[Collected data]
◆ ◆ ◆ ◆
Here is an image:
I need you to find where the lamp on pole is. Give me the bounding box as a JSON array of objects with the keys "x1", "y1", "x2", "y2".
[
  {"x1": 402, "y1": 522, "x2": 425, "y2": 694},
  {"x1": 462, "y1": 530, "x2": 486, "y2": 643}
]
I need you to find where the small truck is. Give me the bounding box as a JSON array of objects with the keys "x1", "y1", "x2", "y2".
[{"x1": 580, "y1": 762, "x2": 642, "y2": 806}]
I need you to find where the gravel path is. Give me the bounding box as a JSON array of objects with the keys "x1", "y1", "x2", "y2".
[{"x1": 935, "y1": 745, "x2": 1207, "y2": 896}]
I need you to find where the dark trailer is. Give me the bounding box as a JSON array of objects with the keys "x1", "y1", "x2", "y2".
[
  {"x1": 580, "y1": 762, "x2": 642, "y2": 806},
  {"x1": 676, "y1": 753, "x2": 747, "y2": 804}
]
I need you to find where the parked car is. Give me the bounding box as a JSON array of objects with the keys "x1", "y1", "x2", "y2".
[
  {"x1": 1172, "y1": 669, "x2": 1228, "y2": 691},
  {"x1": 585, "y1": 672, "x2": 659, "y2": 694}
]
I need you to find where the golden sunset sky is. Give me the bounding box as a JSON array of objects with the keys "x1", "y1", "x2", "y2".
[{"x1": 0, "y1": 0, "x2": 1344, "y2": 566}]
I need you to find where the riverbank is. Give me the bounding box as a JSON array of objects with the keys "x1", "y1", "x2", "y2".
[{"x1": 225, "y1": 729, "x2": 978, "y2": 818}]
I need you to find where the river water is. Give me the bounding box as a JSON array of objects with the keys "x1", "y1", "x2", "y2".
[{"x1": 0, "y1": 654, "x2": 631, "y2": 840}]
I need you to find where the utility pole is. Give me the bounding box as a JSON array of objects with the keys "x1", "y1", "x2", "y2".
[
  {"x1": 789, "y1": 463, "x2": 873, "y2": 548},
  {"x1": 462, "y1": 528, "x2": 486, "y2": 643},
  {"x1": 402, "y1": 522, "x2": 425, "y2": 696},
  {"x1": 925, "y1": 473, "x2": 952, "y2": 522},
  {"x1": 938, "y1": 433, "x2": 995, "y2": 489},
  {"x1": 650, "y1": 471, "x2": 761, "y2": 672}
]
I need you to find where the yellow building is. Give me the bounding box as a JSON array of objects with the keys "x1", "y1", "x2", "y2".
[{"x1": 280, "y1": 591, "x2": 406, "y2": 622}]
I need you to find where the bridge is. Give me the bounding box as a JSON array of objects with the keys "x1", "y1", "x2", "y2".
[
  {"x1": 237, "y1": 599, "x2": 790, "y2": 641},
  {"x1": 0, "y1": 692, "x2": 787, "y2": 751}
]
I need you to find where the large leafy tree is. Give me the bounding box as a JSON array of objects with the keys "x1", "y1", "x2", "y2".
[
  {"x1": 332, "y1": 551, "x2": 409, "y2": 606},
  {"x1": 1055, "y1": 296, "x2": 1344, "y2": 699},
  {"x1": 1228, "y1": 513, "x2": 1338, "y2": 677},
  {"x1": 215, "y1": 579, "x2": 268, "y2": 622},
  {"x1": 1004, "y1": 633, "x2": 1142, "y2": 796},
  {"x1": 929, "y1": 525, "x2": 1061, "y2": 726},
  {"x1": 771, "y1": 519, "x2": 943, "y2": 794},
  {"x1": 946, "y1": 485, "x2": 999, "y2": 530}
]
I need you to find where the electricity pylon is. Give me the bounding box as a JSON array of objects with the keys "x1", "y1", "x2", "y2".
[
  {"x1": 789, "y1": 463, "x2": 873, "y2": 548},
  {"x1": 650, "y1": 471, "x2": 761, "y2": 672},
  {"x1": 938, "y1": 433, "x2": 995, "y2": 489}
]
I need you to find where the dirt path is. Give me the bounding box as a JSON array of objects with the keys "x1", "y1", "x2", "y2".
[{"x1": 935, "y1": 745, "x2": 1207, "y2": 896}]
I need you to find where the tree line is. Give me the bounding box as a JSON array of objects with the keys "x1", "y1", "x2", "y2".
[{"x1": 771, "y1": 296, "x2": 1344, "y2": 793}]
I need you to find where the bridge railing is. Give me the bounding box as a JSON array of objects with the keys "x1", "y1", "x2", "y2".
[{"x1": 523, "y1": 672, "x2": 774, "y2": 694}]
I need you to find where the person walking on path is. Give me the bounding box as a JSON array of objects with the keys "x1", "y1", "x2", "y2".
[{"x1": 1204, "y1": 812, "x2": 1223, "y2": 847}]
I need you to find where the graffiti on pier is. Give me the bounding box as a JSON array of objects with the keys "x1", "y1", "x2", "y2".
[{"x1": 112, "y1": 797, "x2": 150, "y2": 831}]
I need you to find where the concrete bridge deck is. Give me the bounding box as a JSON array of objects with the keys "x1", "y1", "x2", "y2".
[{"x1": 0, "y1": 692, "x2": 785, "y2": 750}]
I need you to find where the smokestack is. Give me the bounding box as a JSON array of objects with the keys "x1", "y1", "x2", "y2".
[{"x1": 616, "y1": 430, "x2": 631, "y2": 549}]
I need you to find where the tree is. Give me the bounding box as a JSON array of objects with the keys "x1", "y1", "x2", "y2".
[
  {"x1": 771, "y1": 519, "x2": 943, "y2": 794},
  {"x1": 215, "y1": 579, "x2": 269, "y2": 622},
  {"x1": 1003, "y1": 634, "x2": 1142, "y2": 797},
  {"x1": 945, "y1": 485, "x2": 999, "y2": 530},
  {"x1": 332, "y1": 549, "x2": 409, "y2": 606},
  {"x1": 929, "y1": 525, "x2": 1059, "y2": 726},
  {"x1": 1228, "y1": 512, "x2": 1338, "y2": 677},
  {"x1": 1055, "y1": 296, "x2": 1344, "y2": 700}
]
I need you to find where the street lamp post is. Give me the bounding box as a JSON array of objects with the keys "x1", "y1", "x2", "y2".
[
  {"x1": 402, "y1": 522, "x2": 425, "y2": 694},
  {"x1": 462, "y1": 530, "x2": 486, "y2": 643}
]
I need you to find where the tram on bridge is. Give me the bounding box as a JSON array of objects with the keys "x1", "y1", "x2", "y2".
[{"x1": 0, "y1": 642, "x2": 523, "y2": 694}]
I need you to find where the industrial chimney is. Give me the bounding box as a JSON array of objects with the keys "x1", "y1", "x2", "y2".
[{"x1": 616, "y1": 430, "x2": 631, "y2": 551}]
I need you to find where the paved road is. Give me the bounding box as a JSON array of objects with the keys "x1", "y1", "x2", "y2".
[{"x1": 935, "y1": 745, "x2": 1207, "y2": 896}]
◆ ◆ ◆ ◆
_Instructions to follow_
Recast the records above as a Markdown table with two columns, Row and Line. Put each nonblank line in its own row, numbered in order, and leave out blank lines.

_Output below_
| Row | Line |
|---|---|
| 1 | Here is an image: |
| 2 | I need you to find where the lamp on pole is. Give me the bounding box as a JSON array of objects with the keys "x1", "y1", "x2", "y2". |
| 3 | [ |
| 4 |   {"x1": 402, "y1": 522, "x2": 425, "y2": 694}, |
| 5 |   {"x1": 462, "y1": 530, "x2": 486, "y2": 643} |
| 6 | ] |
| 7 | I need you to find where the small truck is. Give me the bounding box as a JSON array of objects with the keys "x1", "y1", "x2", "y2". |
| 8 | [{"x1": 580, "y1": 762, "x2": 642, "y2": 806}] |
| 9 | I need you to find where the gravel path is. Give me the bounding box as a JSON array of objects with the keys "x1", "y1", "x2", "y2". |
| 10 | [{"x1": 935, "y1": 745, "x2": 1207, "y2": 896}] |
| 11 | I need you to find where the dark trailer is. Give me the bounding box as a JSON array of objects with the keys "x1", "y1", "x2", "y2". |
| 12 | [ |
| 13 |   {"x1": 580, "y1": 762, "x2": 642, "y2": 806}, |
| 14 |   {"x1": 676, "y1": 753, "x2": 747, "y2": 804} |
| 15 | ] |
| 16 | I need you to find where the parked car is. Give me the bounding box as a JSON array of objects with the keys "x1", "y1", "x2", "y2". |
| 17 | [ |
| 18 |   {"x1": 1172, "y1": 669, "x2": 1228, "y2": 691}, |
| 19 |   {"x1": 585, "y1": 672, "x2": 659, "y2": 694} |
| 20 | ] |
| 21 | I need you to find where the golden sunset sky is. Give me the bounding box as a JSON array of objects with the keys "x1", "y1", "x2", "y2". |
| 22 | [{"x1": 0, "y1": 0, "x2": 1344, "y2": 566}] |
| 23 | I need you to find where the riverbank is. Give me the bounding box as a JSON array of objects with the keys "x1", "y1", "x2", "y2". |
| 24 | [{"x1": 225, "y1": 729, "x2": 978, "y2": 818}] |
| 25 | I need you to find where the river water is. Give me the bounding box as a JSON array of objects with the keys "x1", "y1", "x2", "y2". |
| 26 | [{"x1": 0, "y1": 654, "x2": 631, "y2": 840}] |
| 27 | I need you to find where the utility pole is. Give me the bounding box as a JSON array of objects with the keys "x1", "y1", "x2", "y2". |
| 28 | [ |
| 29 |   {"x1": 789, "y1": 463, "x2": 873, "y2": 548}, |
| 30 |   {"x1": 462, "y1": 528, "x2": 486, "y2": 643}, |
| 31 |   {"x1": 402, "y1": 522, "x2": 425, "y2": 696}, |
| 32 |   {"x1": 925, "y1": 473, "x2": 952, "y2": 522}, |
| 33 |   {"x1": 938, "y1": 433, "x2": 995, "y2": 489}, |
| 34 |   {"x1": 650, "y1": 471, "x2": 761, "y2": 672} |
| 35 | ] |
| 36 | I need you to find where the yellow building is. Give me the bounding box as a JSON array of objects with the keys "x1", "y1", "x2", "y2". |
| 37 | [{"x1": 280, "y1": 591, "x2": 406, "y2": 622}] |
| 38 | I need you to find where the bridge is. Give me the bounding box as a JSON array of objects with the keys "x1", "y1", "x2", "y2". |
| 39 | [ |
| 40 |   {"x1": 237, "y1": 599, "x2": 790, "y2": 641}, |
| 41 |   {"x1": 0, "y1": 692, "x2": 787, "y2": 751} |
| 42 | ] |
| 43 | I need you to find where the large leafy tree is. Give me the bounding box as a JSON array of objects with the keys "x1", "y1", "x2", "y2". |
| 44 | [ |
| 45 |   {"x1": 332, "y1": 551, "x2": 409, "y2": 606}, |
| 46 |   {"x1": 1055, "y1": 296, "x2": 1344, "y2": 699}, |
| 47 |   {"x1": 1228, "y1": 513, "x2": 1338, "y2": 677}, |
| 48 |   {"x1": 215, "y1": 579, "x2": 268, "y2": 622}, |
| 49 |   {"x1": 1004, "y1": 633, "x2": 1142, "y2": 796}, |
| 50 |   {"x1": 929, "y1": 525, "x2": 1061, "y2": 726}, |
| 51 |   {"x1": 771, "y1": 519, "x2": 943, "y2": 794}, |
| 52 |   {"x1": 946, "y1": 485, "x2": 999, "y2": 530} |
| 53 | ] |
| 54 | I need you to find where the electricity pylon is. Give me the bounding box as a JSON array of objects with the keys "x1", "y1", "x2", "y2". |
| 55 | [ |
| 56 |   {"x1": 789, "y1": 463, "x2": 873, "y2": 548}, |
| 57 |   {"x1": 650, "y1": 471, "x2": 761, "y2": 672}, |
| 58 |   {"x1": 938, "y1": 433, "x2": 995, "y2": 489} |
| 59 | ] |
| 60 | I need you to find where the dirt path is. Give me the bounding box as a JSON array of objects with the keys "x1", "y1", "x2", "y2". |
| 61 | [{"x1": 935, "y1": 745, "x2": 1207, "y2": 896}] |
| 62 | I need you to find where the tree line is. Give me the bounding box as a JSON array of objects with the keys "x1", "y1", "x2", "y2". |
| 63 | [{"x1": 771, "y1": 296, "x2": 1344, "y2": 793}] |
| 64 | I need you to find where the bridge railing is. Give me the bounding box as a JSON array of objects with the keys "x1", "y1", "x2", "y2". |
| 65 | [{"x1": 523, "y1": 672, "x2": 774, "y2": 694}] |
| 66 | I need you to find where the person walking on path is. Give me the bounding box as a JSON array of objects with the keys "x1", "y1", "x2", "y2". |
| 67 | [{"x1": 1204, "y1": 812, "x2": 1223, "y2": 847}] |
| 68 | I need you to find where the graffiti on pier is. Give me the bounding box as a JSON array of objects with the keys "x1", "y1", "x2", "y2". |
| 69 | [{"x1": 112, "y1": 797, "x2": 150, "y2": 831}] |
| 70 | I need you to find where the concrete bridge deck is. Give me the bounding box as a JSON array of objects with the keys "x1", "y1", "x2", "y2". |
| 71 | [{"x1": 0, "y1": 692, "x2": 785, "y2": 750}] |
| 72 | I need you to find where the smokestack is. Give me the bounding box as a JSON array of objects with the keys "x1", "y1", "x2", "y2". |
| 73 | [{"x1": 616, "y1": 430, "x2": 631, "y2": 549}] |
| 74 | I need you to find where the tree is. Give me the bounding box as a JSON array of objects with the keys "x1", "y1", "x2", "y2". |
| 75 | [ |
| 76 |   {"x1": 771, "y1": 519, "x2": 943, "y2": 794}, |
| 77 |   {"x1": 215, "y1": 579, "x2": 269, "y2": 622}, |
| 78 |   {"x1": 1003, "y1": 634, "x2": 1142, "y2": 797}, |
| 79 |   {"x1": 945, "y1": 485, "x2": 999, "y2": 530}, |
| 80 |   {"x1": 332, "y1": 549, "x2": 409, "y2": 606}, |
| 81 |   {"x1": 929, "y1": 525, "x2": 1059, "y2": 726}, |
| 82 |   {"x1": 1228, "y1": 512, "x2": 1338, "y2": 677}, |
| 83 |   {"x1": 1055, "y1": 296, "x2": 1344, "y2": 700} |
| 84 | ] |
| 85 | I need you to find where the street lamp post is. Give me the bounding box as a JSON array of objects with the keys "x1", "y1", "x2", "y2". |
| 86 | [ |
| 87 |   {"x1": 402, "y1": 522, "x2": 425, "y2": 694}, |
| 88 |   {"x1": 462, "y1": 530, "x2": 486, "y2": 643} |
| 89 | ] |
| 90 | I need you to find where the tram on bridge is. Give me the bounding box as a JSON array of objects with the keys "x1", "y1", "x2", "y2". |
| 91 | [{"x1": 0, "y1": 642, "x2": 523, "y2": 694}] |
| 92 | I need you to find where the industrial chimney is. Give me the bounding box as a JSON array of objects with the keys "x1", "y1", "x2", "y2". |
| 93 | [{"x1": 616, "y1": 430, "x2": 631, "y2": 551}] |
| 94 | I need you to find where the paved road is. Give me the bounding box as a JSON array of objects with the keys "x1", "y1", "x2", "y2". |
| 95 | [{"x1": 935, "y1": 745, "x2": 1207, "y2": 896}] |